** START EXERCISE MATERIAL **

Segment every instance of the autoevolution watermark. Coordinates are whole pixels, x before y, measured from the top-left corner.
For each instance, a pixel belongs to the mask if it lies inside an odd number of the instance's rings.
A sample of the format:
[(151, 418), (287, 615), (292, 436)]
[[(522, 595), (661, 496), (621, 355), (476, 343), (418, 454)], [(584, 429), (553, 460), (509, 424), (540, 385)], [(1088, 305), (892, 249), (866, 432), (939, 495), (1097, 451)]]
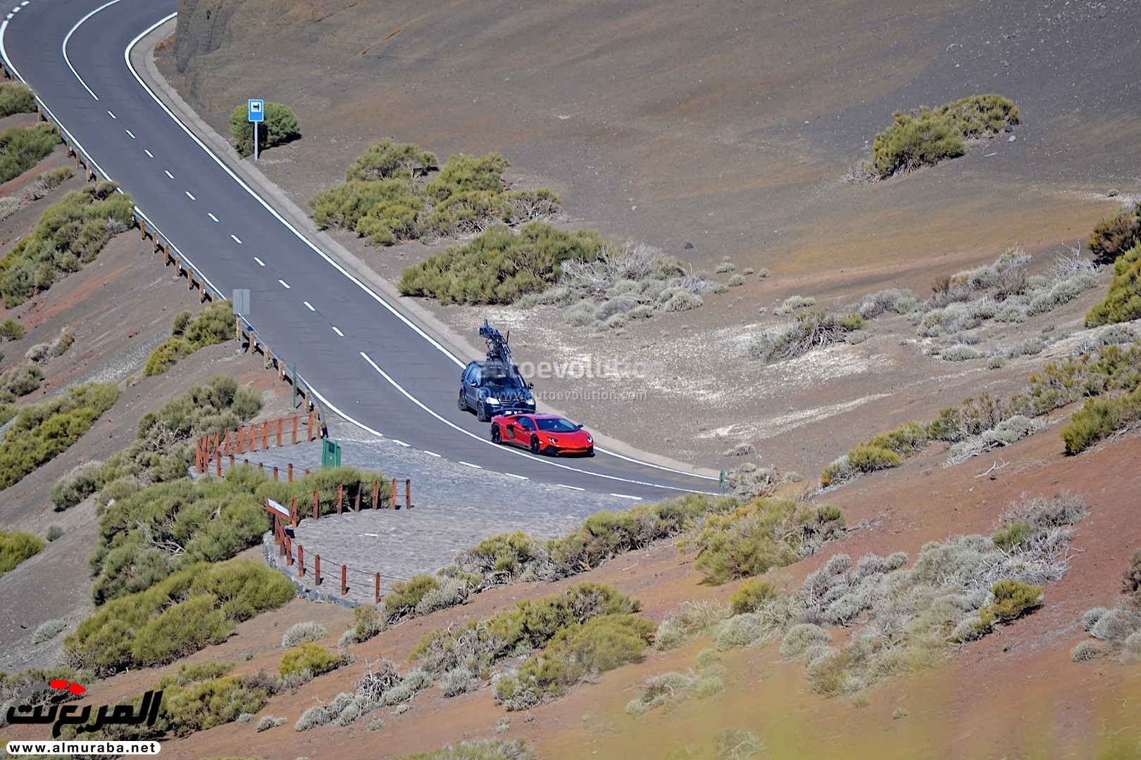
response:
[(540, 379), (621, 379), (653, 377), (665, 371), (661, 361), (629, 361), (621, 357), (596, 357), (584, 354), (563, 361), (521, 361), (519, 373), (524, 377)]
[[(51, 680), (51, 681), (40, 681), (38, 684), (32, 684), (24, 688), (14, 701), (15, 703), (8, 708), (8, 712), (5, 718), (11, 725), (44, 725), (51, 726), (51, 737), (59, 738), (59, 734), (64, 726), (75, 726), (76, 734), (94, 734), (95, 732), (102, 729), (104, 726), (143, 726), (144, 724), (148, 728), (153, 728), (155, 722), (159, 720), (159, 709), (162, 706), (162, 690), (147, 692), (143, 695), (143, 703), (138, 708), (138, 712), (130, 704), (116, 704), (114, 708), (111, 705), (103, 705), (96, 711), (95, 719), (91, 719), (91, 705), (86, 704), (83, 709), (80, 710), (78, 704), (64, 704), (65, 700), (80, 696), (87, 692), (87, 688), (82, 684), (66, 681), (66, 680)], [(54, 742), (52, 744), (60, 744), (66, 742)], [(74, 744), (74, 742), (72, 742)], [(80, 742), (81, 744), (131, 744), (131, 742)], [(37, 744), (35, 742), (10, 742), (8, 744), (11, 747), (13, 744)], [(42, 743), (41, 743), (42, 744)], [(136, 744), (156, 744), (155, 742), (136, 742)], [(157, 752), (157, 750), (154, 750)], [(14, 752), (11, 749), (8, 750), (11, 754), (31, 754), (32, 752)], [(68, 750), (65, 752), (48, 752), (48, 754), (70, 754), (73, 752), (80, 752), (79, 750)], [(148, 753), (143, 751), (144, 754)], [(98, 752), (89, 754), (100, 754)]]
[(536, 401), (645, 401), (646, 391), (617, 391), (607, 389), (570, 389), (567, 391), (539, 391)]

** END EXERCISE MATERIAL **
** START EXERCISE MATERIAL **

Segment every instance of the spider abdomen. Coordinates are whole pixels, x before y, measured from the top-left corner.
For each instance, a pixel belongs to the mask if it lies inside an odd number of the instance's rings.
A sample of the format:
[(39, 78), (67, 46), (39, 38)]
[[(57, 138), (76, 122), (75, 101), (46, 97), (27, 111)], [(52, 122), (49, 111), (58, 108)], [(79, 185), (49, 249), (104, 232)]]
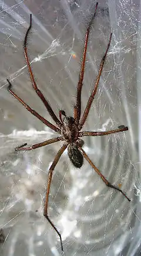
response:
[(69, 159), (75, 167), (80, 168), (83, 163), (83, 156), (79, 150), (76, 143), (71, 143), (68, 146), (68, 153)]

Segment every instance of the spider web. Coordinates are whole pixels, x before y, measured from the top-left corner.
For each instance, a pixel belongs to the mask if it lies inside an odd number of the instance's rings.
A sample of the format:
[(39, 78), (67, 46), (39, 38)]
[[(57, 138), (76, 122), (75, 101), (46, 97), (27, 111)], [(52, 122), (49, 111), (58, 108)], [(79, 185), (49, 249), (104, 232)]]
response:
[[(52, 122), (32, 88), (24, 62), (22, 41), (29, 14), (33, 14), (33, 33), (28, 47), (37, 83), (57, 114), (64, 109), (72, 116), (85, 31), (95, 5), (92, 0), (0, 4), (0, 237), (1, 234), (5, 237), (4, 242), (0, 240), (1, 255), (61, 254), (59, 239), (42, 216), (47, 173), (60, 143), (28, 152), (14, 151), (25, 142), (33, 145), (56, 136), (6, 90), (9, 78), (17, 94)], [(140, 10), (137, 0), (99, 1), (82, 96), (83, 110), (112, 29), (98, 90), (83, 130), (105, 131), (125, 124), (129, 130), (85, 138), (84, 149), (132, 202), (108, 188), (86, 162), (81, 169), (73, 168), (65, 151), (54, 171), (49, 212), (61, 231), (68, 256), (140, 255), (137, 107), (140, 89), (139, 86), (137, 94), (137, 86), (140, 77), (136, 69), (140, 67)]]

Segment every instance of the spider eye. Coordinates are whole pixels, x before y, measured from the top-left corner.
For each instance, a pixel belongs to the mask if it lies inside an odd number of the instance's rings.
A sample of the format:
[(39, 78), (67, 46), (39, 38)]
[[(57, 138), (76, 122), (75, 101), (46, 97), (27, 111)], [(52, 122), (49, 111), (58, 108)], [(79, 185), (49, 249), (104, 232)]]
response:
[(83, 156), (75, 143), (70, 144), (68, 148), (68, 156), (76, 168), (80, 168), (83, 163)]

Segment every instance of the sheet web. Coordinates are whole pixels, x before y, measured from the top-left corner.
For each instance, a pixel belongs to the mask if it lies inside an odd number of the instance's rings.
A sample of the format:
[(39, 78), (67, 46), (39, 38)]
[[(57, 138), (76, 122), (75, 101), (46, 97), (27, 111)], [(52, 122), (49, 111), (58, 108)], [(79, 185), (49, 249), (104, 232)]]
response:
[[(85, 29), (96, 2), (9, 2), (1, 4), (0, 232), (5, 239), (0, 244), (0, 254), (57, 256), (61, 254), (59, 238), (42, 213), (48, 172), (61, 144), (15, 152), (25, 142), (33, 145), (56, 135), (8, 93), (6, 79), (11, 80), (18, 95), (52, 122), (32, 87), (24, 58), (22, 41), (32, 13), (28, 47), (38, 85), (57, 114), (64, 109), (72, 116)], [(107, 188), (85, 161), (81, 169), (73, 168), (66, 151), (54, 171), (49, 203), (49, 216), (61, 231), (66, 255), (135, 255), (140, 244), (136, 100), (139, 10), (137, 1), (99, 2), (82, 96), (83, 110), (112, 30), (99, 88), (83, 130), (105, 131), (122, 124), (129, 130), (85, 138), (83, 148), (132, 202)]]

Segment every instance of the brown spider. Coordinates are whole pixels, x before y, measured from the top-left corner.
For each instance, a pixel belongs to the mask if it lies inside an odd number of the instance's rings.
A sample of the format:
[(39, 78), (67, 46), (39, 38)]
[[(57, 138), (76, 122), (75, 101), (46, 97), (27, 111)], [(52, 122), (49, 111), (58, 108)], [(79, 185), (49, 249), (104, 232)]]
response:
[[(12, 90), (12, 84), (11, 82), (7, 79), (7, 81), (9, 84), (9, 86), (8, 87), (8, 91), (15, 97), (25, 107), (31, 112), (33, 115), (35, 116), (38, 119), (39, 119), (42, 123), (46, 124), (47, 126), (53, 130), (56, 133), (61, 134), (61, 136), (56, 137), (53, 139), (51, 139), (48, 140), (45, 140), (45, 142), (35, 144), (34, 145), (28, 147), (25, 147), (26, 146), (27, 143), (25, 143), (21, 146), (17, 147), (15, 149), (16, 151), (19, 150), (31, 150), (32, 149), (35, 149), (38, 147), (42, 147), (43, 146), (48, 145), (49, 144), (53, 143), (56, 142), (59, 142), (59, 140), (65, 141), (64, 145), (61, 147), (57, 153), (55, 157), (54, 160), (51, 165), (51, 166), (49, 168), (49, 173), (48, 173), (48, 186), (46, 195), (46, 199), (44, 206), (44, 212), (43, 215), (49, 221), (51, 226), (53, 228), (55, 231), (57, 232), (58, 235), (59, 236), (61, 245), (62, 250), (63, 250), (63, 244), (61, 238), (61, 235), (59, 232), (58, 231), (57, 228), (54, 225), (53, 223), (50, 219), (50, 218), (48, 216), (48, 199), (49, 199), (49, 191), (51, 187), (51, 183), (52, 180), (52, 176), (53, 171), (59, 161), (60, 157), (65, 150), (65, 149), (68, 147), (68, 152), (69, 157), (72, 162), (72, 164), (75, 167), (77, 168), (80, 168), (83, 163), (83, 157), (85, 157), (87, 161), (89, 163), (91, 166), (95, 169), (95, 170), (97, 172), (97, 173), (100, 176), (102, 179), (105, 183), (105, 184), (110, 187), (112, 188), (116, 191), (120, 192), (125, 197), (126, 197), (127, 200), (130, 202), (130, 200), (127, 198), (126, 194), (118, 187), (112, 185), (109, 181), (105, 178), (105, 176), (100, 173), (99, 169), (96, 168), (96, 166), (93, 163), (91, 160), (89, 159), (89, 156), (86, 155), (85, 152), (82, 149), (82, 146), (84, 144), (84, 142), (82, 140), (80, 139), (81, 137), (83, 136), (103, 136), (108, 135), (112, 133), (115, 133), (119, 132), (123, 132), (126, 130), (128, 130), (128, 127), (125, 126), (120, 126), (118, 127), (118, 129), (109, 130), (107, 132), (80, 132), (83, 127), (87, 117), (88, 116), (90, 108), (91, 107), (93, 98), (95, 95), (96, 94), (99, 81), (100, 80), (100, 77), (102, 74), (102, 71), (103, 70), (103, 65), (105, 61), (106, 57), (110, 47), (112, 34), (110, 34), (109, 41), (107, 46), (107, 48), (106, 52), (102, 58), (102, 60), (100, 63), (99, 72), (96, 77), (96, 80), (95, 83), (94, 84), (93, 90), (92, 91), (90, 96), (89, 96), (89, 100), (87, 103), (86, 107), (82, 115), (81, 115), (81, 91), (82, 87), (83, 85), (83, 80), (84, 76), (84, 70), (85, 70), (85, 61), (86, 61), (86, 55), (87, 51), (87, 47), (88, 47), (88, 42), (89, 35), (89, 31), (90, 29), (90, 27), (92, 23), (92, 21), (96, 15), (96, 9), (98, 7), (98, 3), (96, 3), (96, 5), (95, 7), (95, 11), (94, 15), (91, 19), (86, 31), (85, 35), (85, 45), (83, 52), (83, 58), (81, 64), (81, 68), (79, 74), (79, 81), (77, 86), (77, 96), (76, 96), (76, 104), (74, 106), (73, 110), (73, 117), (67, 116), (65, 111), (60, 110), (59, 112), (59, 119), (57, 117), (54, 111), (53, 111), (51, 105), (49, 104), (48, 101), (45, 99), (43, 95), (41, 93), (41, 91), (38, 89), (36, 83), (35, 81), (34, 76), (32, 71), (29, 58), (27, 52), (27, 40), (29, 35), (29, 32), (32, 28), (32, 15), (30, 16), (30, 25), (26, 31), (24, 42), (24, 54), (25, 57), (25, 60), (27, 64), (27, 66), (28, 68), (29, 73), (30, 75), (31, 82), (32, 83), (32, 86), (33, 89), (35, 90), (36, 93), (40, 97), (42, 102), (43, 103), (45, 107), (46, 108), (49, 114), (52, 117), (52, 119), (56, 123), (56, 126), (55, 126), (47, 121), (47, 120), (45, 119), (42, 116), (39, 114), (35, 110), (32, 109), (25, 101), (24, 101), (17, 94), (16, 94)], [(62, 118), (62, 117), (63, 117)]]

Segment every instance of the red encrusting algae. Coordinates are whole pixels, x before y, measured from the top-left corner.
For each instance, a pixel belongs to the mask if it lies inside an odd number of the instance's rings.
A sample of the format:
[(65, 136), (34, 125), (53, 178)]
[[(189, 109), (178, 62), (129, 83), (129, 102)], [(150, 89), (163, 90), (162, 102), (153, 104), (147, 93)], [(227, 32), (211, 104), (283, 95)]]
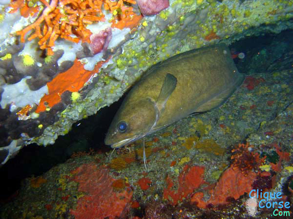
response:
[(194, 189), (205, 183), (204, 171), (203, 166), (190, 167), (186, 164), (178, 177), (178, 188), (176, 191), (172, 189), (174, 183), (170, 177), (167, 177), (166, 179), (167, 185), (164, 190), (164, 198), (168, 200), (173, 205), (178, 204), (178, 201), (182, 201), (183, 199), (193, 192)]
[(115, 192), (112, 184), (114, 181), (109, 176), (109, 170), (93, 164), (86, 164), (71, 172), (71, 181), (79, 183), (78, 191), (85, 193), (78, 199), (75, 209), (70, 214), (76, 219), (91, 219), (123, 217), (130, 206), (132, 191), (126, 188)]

** END EXERCISE MATERIAL **

> [GIVEN PROBLEM]
Gather every line of the records that contains the string "spider" and copy each such line. Treat uppercase and lowercase as different.

> [ANSWER TO THIS TASK]
Segment every instance of the spider abdomen. Coordinates are whole pixels, x before y, measured from the top-left corner.
Segment every instance of the spider web. Coordinates are whole pixels, x before y, measured from the top-left corner.
Segment every instance of the spider eye. Coordinates are whole pixels, x before y, measured from the top-left corner.
Segment every instance of the brown spider. Coordinates are whole pixels, x before y, measured from the top-left corner.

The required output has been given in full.